> _Selected excerpt_:
Yes, you absolutely can train on your own. We learned the way it sounds like you started: search various locations and items for food, start pairing the food with odor, and then just use odor. I've heard good things about the Fenzi course, but I think the method is a little different.



Dogsignalfire said:


> LANCER GOT HIS BIRCH ORT IN 13 SECONDS, YAS YAS YAS. Dang smart good joyous dog who just wants a ball.
> 
> And then I come home and check and there aren't any NW1 trials local-ish to me for the rest of the year for now. :clap2: LOL. But there's an L1 Interiors and Exteriors trial in 2 months, so I think we're just gonna do that. JUST DOIN IT.


Congratulations!


----------



## trainingjunkie

Congratulations! That's great!

And I have never taken an in-person nosework class in my life. I trial with 3 dogs and they're all holding their own.


----------



## Dogsignalfire

cookieface said:


> Yes, you absolutely can train on your own. We learned the way it sounds like you started: search various locations and items for food, start pairing the food with odor, and then just use odor. I've heard good things about the Fenzi course, but I think the method is a little different.
> 
> 
> 
> Congratulations!





trainingjunkie said:


> Congratulations! That's great!
> 
> And I have never taken an in-person nosework class in my life. I trial with 3 dogs and they're all holding their own.



Thanks guys!! Also trainingjunkie, that's awesome. For me, I had to take at least a few, because I learned ton of training know-how just to begin with. For example, I wouldn't have known the important of rewarding at source/how to teach the dog to stay at source (especially since I started using a ball reward), and nothing about scent theory either unless I knew to google it.


----------



## Canyx

Congratsss!!!!


----------



## Canyx

I have a question. I am training Brae on nosework at a casual level. He is doing really well! But he does this thing where he will pass over the odor and then come back to it. He does not indicate the incorrect container (a stage I struggled briefly with, with Soro). I don't sense a lack of understanding because he WILL indicate correctly in the end with no help from me. But does that indicate an... unsureness? Like, he needs to check out one or two areas first before making the choice? He *should* have a great nose. His mother was high scoring in the tracking portion of IPO (99/100), his father has his FR3 but I don't know the scores, and he has siblings and half siblings actively competing in nosework and doing SAR. I am mostly thinking he will get better the more he plays.

> _Short task A_: Show every line of the rows that contains the string "position", matching case exactly.
The rows have no connection to the nosework thread.

> _Material for this task_:
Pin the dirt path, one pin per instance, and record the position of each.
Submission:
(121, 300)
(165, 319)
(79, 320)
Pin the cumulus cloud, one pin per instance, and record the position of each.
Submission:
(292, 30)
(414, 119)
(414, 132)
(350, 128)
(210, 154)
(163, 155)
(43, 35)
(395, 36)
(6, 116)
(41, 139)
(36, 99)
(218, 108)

> _Short task B_: Translate this sentence from the nosework thread into Spanish: "I trial with 3 dogs and they're all holding their own."

> _Task solution A_:
Pin the dirt path, one pin per instance, and record the position of each.
Pin the cumulus cloud, one pin per instance, and record the position of each.

> _Task solution B_: Compito en pruebas con 3 perros y todos se defienden bien.